Please edit the material below, starting at the line that contains "the black and" and stopping after the line that contains "column 97, row 124". Replace "black and white photograph" with "monochrome photograph", keep everything else unchanged, and return only those lines.

## begin Extracted data

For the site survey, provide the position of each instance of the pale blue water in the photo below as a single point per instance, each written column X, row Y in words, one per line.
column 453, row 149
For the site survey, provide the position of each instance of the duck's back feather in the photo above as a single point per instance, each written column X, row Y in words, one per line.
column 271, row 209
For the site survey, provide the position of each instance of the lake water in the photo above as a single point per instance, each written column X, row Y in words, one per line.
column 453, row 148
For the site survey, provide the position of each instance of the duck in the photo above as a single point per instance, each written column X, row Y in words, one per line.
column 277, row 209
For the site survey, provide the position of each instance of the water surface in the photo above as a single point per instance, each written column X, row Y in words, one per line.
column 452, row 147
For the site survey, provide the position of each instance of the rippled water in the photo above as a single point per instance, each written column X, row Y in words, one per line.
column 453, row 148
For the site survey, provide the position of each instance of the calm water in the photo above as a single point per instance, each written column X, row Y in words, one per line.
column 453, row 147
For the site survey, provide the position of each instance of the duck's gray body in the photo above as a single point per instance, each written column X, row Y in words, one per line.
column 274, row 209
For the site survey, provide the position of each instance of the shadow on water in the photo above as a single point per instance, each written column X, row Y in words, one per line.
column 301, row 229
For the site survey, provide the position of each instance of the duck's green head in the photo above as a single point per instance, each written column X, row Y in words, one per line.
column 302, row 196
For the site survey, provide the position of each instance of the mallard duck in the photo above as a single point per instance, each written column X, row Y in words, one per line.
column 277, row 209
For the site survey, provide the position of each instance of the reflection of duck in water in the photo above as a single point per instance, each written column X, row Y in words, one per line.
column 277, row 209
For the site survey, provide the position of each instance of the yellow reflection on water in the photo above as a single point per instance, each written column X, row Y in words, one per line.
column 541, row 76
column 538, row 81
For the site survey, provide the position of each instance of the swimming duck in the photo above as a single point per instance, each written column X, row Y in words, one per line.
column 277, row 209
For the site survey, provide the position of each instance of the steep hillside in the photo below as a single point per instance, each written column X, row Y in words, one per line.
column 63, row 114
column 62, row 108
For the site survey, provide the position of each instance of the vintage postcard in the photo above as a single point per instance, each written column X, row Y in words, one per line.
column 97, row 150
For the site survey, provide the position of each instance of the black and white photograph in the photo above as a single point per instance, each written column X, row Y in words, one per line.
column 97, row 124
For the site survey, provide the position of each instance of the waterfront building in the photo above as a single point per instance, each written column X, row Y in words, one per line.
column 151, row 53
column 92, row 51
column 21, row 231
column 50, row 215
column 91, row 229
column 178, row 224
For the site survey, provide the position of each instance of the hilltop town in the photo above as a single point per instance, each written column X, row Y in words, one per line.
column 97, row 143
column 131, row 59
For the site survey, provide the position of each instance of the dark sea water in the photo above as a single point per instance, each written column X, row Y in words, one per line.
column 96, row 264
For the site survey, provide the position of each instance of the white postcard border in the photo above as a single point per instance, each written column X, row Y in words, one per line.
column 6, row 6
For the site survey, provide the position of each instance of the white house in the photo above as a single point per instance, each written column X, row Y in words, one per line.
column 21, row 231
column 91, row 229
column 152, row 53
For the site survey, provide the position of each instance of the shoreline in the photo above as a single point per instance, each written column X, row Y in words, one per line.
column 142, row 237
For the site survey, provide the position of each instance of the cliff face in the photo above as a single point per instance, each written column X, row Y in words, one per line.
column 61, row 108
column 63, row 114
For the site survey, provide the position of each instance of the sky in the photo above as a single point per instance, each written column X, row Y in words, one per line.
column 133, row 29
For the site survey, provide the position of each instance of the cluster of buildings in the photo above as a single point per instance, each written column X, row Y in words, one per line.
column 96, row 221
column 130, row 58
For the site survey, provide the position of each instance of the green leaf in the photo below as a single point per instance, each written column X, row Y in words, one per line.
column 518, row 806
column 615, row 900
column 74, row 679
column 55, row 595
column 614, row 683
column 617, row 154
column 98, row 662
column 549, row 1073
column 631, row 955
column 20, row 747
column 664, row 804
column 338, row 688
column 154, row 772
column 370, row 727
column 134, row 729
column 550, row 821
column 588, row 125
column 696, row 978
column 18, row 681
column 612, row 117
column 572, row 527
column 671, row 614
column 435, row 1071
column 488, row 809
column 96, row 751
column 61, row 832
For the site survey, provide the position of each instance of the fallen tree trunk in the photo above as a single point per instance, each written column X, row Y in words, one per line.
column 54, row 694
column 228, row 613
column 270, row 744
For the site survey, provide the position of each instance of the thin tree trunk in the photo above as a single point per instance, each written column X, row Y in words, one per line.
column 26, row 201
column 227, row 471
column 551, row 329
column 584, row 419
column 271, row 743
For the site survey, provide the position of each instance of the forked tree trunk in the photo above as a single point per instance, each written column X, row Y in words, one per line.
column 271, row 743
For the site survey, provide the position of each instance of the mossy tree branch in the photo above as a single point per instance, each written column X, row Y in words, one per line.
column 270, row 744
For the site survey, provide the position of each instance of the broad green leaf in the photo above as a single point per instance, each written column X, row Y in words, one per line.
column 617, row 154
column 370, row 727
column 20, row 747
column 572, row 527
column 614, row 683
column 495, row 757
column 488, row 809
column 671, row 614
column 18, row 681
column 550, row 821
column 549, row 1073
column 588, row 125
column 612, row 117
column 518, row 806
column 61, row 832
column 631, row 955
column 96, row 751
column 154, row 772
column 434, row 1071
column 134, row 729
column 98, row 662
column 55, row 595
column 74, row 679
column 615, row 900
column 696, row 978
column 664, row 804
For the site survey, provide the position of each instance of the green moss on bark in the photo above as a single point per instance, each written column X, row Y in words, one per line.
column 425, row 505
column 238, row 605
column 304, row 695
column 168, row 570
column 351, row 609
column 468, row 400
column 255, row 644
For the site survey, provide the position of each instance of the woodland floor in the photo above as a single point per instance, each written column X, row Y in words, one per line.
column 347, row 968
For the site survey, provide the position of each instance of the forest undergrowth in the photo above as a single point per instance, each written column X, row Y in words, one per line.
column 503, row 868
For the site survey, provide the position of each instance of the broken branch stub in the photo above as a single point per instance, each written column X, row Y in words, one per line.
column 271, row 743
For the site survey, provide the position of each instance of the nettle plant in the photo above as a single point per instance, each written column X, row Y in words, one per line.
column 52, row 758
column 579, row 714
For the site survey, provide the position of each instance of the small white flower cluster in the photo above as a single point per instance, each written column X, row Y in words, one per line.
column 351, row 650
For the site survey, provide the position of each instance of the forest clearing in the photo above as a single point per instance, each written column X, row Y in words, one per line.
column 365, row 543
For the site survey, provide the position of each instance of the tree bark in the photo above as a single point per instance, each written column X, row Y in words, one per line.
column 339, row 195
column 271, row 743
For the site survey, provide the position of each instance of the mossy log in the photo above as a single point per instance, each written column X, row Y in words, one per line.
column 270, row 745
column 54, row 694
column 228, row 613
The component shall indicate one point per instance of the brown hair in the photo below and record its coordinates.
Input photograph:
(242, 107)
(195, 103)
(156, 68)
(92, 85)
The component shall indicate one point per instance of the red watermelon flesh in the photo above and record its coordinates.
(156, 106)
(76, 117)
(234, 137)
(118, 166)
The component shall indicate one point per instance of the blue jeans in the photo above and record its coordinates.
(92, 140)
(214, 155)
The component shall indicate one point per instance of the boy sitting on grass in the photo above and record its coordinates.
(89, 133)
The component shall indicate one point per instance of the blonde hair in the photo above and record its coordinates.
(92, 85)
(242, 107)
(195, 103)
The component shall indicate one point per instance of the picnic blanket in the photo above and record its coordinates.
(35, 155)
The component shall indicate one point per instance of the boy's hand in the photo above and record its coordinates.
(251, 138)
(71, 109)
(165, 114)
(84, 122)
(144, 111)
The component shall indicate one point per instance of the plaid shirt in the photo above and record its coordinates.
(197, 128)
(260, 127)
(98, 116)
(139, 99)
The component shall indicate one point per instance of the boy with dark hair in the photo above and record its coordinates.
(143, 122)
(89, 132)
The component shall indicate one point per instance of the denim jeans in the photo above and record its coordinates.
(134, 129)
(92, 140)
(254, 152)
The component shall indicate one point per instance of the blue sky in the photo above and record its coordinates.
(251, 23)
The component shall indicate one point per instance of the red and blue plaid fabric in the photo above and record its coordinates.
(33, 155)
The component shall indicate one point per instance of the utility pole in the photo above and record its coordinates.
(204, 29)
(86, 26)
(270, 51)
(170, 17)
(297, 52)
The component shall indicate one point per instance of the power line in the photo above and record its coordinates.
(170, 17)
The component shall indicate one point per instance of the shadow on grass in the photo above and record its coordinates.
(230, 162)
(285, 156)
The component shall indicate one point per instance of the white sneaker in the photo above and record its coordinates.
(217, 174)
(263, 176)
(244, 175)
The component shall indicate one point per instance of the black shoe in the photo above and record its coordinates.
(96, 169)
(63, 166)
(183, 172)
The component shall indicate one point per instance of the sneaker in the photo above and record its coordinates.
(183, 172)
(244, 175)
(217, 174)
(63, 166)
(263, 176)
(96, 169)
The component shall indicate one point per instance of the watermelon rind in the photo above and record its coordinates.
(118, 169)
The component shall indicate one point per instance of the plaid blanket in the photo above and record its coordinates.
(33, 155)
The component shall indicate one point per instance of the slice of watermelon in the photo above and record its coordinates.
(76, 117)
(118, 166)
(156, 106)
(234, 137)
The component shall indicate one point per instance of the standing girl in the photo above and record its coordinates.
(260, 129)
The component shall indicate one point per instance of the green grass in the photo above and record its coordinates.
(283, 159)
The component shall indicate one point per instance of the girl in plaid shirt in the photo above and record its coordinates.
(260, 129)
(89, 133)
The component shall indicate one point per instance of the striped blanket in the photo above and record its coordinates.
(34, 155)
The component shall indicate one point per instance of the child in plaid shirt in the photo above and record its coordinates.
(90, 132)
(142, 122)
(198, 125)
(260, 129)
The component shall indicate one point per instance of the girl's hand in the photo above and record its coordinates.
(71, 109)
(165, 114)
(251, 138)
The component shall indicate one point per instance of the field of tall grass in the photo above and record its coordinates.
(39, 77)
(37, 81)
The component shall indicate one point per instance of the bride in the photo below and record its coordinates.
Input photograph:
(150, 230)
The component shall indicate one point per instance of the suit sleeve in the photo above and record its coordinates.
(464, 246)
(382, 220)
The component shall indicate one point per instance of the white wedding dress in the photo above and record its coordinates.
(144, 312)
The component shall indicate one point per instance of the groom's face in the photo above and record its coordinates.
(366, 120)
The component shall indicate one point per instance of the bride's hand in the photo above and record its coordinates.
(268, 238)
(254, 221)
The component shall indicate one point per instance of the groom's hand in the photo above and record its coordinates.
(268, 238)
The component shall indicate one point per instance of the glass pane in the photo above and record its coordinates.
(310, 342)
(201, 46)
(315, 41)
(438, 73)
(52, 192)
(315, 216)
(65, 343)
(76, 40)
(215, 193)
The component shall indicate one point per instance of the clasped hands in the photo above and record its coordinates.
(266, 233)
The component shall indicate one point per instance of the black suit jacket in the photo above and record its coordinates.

## end Extracted data

The answer =
For the site survey, provide the position of each instance of the monochrome photograph in the photo above as a single point per instance, each written column X, row Y in words, one per line.
column 97, row 124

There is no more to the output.